#### Available data ####

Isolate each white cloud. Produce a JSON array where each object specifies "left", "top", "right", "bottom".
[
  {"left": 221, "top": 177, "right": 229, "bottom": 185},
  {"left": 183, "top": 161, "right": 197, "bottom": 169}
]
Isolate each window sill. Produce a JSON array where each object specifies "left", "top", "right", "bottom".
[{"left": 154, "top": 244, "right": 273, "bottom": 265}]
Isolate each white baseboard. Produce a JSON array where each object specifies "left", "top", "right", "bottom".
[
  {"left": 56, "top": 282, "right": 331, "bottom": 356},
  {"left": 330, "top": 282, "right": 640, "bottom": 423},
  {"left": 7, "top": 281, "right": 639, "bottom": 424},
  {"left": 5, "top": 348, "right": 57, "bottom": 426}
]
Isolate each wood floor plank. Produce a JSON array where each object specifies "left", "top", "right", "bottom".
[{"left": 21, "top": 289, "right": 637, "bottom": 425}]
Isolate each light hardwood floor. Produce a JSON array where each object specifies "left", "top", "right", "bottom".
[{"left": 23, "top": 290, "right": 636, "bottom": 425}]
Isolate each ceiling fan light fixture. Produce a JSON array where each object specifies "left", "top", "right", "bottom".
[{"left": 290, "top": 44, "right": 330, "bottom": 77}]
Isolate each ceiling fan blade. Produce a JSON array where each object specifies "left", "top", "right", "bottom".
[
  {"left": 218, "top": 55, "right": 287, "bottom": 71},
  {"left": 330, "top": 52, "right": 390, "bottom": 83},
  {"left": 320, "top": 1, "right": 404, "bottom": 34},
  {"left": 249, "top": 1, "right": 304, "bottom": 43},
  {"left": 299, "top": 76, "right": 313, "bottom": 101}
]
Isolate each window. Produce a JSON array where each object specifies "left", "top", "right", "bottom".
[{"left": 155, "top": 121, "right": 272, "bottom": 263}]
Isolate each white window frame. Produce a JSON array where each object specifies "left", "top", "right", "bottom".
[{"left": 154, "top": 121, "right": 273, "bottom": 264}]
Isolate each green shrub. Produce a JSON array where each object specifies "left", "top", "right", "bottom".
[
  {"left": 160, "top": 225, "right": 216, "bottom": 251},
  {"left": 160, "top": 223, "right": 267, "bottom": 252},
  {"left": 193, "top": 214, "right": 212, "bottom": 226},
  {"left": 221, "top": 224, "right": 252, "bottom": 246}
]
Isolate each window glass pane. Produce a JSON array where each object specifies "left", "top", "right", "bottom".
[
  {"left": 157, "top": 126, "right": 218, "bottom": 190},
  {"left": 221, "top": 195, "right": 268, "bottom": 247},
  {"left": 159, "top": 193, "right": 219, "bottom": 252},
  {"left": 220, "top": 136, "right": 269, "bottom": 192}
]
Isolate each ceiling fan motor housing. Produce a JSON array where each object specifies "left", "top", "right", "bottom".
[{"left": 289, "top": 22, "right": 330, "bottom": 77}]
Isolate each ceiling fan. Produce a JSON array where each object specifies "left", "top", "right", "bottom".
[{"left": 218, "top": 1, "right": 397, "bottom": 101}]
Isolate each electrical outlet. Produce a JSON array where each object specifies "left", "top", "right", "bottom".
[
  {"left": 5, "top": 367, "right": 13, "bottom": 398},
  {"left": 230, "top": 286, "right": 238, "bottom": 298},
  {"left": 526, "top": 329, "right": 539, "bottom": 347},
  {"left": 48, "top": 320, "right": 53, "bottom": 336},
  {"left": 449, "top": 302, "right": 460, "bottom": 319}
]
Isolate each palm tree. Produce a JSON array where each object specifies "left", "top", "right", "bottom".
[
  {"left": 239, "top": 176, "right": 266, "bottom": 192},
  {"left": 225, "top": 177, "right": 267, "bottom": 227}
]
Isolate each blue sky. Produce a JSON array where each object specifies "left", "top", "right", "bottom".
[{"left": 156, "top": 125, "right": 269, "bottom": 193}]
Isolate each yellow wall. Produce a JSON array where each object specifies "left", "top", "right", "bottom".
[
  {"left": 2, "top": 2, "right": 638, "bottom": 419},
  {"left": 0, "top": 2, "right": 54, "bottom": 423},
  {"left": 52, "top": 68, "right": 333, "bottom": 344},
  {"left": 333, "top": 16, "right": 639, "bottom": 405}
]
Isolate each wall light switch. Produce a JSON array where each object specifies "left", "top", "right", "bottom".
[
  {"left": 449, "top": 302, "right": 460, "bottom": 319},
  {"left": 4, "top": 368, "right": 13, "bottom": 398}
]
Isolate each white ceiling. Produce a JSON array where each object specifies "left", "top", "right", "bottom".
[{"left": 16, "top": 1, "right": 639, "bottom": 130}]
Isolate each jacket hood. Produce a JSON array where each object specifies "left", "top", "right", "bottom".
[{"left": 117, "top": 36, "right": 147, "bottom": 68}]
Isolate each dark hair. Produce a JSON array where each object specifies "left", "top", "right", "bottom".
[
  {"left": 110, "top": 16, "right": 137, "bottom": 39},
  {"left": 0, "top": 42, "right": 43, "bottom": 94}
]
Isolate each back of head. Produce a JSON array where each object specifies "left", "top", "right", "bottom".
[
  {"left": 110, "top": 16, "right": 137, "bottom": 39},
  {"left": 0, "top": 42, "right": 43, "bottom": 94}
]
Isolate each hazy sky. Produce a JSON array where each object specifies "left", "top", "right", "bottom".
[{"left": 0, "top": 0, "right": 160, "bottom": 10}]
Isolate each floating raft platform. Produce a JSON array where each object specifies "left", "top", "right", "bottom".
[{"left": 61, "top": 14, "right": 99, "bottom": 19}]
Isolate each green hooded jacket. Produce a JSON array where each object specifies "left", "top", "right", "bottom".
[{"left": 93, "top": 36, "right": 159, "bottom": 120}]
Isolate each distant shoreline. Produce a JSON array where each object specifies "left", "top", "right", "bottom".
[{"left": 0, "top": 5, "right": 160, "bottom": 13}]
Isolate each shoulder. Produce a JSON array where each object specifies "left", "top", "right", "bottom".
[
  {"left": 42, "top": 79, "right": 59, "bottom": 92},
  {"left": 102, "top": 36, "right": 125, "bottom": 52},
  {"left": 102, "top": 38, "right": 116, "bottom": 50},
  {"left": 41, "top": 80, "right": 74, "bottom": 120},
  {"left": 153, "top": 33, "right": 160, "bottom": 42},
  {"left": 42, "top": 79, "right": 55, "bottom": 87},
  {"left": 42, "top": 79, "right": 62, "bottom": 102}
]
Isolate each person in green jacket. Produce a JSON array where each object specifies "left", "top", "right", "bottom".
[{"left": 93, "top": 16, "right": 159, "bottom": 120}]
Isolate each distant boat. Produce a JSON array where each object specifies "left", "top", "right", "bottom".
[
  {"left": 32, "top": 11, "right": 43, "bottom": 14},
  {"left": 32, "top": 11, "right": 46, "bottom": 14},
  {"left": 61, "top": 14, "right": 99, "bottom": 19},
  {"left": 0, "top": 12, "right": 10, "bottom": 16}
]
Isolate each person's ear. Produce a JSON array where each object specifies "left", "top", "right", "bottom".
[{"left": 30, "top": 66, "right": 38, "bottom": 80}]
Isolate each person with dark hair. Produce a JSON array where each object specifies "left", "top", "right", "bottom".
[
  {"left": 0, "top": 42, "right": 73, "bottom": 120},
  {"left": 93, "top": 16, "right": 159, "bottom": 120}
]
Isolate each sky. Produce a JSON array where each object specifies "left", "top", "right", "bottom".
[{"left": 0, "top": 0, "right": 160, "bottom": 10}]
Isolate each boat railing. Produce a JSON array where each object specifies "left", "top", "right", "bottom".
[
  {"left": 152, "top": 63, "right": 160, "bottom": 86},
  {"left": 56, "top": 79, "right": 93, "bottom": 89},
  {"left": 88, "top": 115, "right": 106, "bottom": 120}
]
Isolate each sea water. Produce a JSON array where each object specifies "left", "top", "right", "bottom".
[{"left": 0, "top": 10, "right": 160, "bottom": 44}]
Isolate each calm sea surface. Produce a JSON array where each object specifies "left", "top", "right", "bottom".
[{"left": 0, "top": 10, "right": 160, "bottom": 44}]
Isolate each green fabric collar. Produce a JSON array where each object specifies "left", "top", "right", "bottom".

####

Problem: Each line from the one containing "Isolate each sky." to the end of the listing above must be printed exactly, and no other line may appear.

Your solution:
Isolate each sky. Produce a JSON array where each object specifies "left", "top", "right", "bottom".
[{"left": 0, "top": 0, "right": 160, "bottom": 10}]
Isolate each boat railing. Produce a JSON array where each object specifies "left", "top", "right", "bottom".
[
  {"left": 152, "top": 63, "right": 160, "bottom": 86},
  {"left": 56, "top": 79, "right": 93, "bottom": 89},
  {"left": 88, "top": 115, "right": 106, "bottom": 120}
]
Isolate each sea water. Produce a JSON array where each object specifies "left", "top", "right", "bottom".
[{"left": 0, "top": 10, "right": 160, "bottom": 44}]
Isolate each calm sea surface. Produce a JSON array where each object specifies "left", "top", "right", "bottom".
[{"left": 0, "top": 10, "right": 160, "bottom": 44}]
Isolate each green fabric collar. Produce a JSON array where each object specifies "left", "top", "right", "bottom".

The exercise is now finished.